WORK REQUIRED —
Pull out each line of the material below that contains the string "screenshot". Case must match.

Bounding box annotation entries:
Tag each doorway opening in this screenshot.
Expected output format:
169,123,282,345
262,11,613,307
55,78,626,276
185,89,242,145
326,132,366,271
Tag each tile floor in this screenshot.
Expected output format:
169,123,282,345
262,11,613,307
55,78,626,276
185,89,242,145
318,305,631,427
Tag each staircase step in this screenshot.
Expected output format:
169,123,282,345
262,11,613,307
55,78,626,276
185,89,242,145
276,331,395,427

...

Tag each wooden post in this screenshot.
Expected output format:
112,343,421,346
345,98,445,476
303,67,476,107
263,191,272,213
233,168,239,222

IN RESPONSE —
Tag each doorway opening in this screenshot.
Tag each tile floor in this screenshot.
Tag each staircase step in this screenshot.
Tag each wooden post in this screenshot.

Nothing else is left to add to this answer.